# EXTRACT TO READ
• • • • • • •

After a debut album that touched on a little bit of everything, Intersonic Subformation (aka Richard Lisaj) returns with Into the Void. It’s a quick helping of music with its eye squarely on space as a theme, held in place by a shifting tone that helps keep it out of too-well-trodden territory. “Navel of the Universe” kicks it off with a beautiful mix of synth pads and piano. It’s delicate and calming. This combo plays out again on “Unfolding,” but pulsing minor chords and the piano insistently repeating a phrase give it an ominous air. On “Galaxies In Motion,” carefully bouncing sequencer lines in low and high registers weave a rhythm against starlight pads and low string tones. It’s got a classic feel. Lisaj slips a touch of world music into “Constalation [sic] of the Spear Warrior.” Kalimba-like tones and hollow percussion push it forward as it moves from a dark intensity into a calmer deep-space feel. This represents the most drastic shift of tone on the album, but not in a disruptive way. A few strong moments make for a welcome wake-up call. A two-chord phrase on keys with a glistening layer of vibrato put a metronomic vibe into “Microbes in Microsphere.” This is one you’ll want to get up close for. While the keys are up front in focus, there’s a rich backdrop of morphing sound playing out underneath it. As the piece slips along, you may be hard pressed to focus past the hypnotic simplicity of those two chords, but you’ll also be drawn right in. An excellent piece that makes great use of its minimal nature.
Into the Void slips past in just over 30 minutes. All the pieces are short, with the longest topping out under five and a half minutes. They are brief but very well realized. Each steps up, tells its story, and politely makes way for the next. There are no bumps or interruptions. It’s a pleasant ride that shows another side of the Intersonic Subformation story.
Available from Bandcamp.

• • • • • • •

# STATED PROBLEM 1
Retype the album review word for word, everything from "Into the Void slips" down to "Available from Bandcamp.".
# STATED PROBLEM 2
According to the album review, what mix of sounds opens "Navel of the Universe"?
The items that come after the album review are separate material.

• • • • • • •

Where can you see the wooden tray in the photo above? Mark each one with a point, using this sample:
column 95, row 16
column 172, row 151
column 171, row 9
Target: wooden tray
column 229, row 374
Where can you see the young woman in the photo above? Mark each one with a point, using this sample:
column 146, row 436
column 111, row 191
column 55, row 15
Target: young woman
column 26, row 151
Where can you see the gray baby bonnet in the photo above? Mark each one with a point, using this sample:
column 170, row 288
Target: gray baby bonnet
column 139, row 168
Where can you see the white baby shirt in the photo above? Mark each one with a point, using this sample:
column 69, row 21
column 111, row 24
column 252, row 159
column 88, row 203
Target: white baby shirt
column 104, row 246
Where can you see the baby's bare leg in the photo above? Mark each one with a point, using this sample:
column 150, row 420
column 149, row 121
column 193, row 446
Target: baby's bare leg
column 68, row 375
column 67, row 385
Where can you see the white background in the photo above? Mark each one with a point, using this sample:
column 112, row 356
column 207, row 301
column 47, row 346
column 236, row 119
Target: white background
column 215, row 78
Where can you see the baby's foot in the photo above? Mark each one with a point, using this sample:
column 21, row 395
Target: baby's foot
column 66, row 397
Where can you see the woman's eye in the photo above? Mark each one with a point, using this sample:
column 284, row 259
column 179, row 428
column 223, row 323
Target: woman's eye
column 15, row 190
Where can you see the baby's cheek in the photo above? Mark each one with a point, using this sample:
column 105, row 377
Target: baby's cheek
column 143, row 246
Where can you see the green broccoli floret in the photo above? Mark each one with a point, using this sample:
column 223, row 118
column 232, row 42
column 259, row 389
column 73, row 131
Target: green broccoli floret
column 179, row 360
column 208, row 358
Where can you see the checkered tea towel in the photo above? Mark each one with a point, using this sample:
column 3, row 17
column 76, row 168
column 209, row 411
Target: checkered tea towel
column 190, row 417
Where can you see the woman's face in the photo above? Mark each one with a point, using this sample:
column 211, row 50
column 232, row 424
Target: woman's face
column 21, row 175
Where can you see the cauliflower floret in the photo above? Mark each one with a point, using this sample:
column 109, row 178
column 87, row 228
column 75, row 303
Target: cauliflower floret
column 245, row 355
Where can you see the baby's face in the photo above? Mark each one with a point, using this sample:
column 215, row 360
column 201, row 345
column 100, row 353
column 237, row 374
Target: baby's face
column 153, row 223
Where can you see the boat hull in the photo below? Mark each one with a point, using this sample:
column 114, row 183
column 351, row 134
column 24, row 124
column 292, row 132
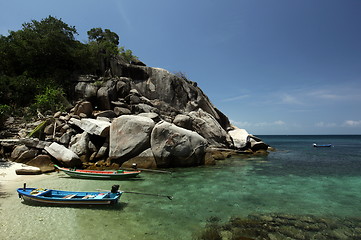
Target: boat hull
column 57, row 197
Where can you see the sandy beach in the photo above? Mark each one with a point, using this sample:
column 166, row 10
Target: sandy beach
column 9, row 180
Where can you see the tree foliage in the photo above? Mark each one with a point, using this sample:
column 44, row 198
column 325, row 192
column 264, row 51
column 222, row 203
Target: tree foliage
column 45, row 54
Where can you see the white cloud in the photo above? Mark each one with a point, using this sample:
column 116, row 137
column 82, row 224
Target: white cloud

• • • • • • •

# WORKED SOLUTION 1
Into the Void slips past in just over 30 minutes. All the pieces are short, with the longest topping out under five and a half minutes. They are brief but very well realized. Each steps up, tells its story, and politely makes way for the next. There are no bumps or interruptions. It’s a pleasant ride that shows another side of the Intersonic Subformation story.
Available from Bandcamp.

# WORKED SOLUTION 2
Synth pads and piano.